◆ **Dataset content**:
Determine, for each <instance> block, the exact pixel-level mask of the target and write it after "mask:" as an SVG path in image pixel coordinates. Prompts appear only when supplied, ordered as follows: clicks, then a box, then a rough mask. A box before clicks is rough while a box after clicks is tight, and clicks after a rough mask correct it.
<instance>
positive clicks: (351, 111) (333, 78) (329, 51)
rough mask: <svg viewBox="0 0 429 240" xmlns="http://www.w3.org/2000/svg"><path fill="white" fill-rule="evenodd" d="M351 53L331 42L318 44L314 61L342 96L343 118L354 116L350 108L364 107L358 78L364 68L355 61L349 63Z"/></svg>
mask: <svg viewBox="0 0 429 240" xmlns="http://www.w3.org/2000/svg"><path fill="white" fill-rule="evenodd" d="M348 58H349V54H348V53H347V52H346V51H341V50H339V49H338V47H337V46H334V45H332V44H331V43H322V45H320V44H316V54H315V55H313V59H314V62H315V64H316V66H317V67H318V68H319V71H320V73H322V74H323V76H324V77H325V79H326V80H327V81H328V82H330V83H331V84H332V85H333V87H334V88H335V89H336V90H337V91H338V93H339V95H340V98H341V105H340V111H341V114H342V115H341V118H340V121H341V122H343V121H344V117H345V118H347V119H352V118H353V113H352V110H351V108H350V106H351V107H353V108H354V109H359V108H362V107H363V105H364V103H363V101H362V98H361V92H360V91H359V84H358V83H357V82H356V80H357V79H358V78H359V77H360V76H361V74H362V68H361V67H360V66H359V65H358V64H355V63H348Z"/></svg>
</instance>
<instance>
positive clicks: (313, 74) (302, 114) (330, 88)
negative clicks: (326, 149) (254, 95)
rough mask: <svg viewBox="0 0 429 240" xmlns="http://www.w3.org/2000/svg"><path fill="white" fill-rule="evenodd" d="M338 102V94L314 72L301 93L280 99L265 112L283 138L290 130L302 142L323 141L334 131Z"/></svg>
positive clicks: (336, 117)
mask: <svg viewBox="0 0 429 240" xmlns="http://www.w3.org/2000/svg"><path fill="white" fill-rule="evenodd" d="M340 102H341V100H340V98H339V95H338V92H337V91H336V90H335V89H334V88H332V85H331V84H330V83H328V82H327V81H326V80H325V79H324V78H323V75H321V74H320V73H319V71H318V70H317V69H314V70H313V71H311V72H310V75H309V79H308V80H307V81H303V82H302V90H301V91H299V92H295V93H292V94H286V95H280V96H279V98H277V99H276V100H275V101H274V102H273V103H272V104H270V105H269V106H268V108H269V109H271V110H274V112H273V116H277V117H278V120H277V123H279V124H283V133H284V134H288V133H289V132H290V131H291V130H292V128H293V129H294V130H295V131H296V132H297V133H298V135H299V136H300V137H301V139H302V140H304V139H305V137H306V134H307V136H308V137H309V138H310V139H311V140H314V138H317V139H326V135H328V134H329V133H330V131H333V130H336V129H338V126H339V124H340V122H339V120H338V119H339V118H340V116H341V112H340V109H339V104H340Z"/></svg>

◆ **Work task**: Make an exact copy of all the entries above.

◆ **Answer section**:
Determine, for each <instance> block, the exact pixel-level mask of the target and write it after "mask:" as an SVG path in image pixel coordinates. Prompts appear only when supplied, ordered as follows: clicks, then a box, then a rough mask. A box before clicks is rough while a box after clicks is tight, and clicks after a rough mask correct it.
<instance>
positive clicks: (351, 111) (333, 78) (329, 51)
rough mask: <svg viewBox="0 0 429 240" xmlns="http://www.w3.org/2000/svg"><path fill="white" fill-rule="evenodd" d="M351 53L331 42L318 44L314 61L342 96L343 118L354 116L350 108L364 107L358 78L364 68L355 61L349 63Z"/></svg>
mask: <svg viewBox="0 0 429 240" xmlns="http://www.w3.org/2000/svg"><path fill="white" fill-rule="evenodd" d="M348 58H349V54H348V53H347V52H346V51H341V50H339V49H338V47H337V46H334V45H332V44H331V43H322V45H320V44H316V54H315V55H313V59H314V62H315V64H316V66H317V67H318V68H319V71H320V73H322V74H323V76H324V77H325V79H326V80H327V81H328V82H330V83H331V84H332V85H333V87H334V88H335V89H336V90H337V91H338V93H339V95H340V98H341V105H340V111H341V114H342V115H341V118H340V121H341V122H343V121H344V117H345V118H347V119H352V118H353V113H352V110H351V108H350V106H351V107H353V108H354V109H359V108H362V107H363V105H364V103H363V101H362V98H361V92H360V91H359V84H358V83H357V82H356V80H357V79H358V78H359V77H360V76H361V74H362V68H361V67H360V66H359V65H358V64H355V63H348Z"/></svg>
</instance>
<instance>
positive clicks: (313, 74) (302, 114) (330, 88)
negative clicks: (326, 149) (254, 95)
rough mask: <svg viewBox="0 0 429 240" xmlns="http://www.w3.org/2000/svg"><path fill="white" fill-rule="evenodd" d="M338 102V94L314 72L301 93L280 99L265 112L283 138L290 130L302 142L323 141L334 131Z"/></svg>
positive clicks: (336, 117)
mask: <svg viewBox="0 0 429 240" xmlns="http://www.w3.org/2000/svg"><path fill="white" fill-rule="evenodd" d="M340 102H341V100H340V98H339V95H338V92H337V91H336V90H335V89H334V88H332V85H331V84H330V83H328V82H327V81H326V80H325V79H324V78H323V75H321V74H320V73H319V71H318V70H317V69H314V70H313V71H311V72H310V75H309V79H308V80H307V81H303V82H302V90H301V91H299V92H295V93H292V94H286V95H280V96H279V98H277V99H276V100H275V101H274V102H273V103H272V104H270V105H269V106H268V108H269V109H271V110H274V112H273V116H277V117H278V120H277V123H279V124H283V133H284V134H288V133H289V132H290V131H291V130H292V128H293V129H294V130H295V131H296V132H297V133H298V135H299V136H300V137H301V139H302V140H304V139H305V137H306V134H307V136H308V137H309V138H310V139H311V140H314V138H317V139H326V135H328V134H329V133H330V131H333V130H336V129H338V126H339V124H340V122H339V120H338V119H339V118H340V116H341V112H340V109H339V104H340Z"/></svg>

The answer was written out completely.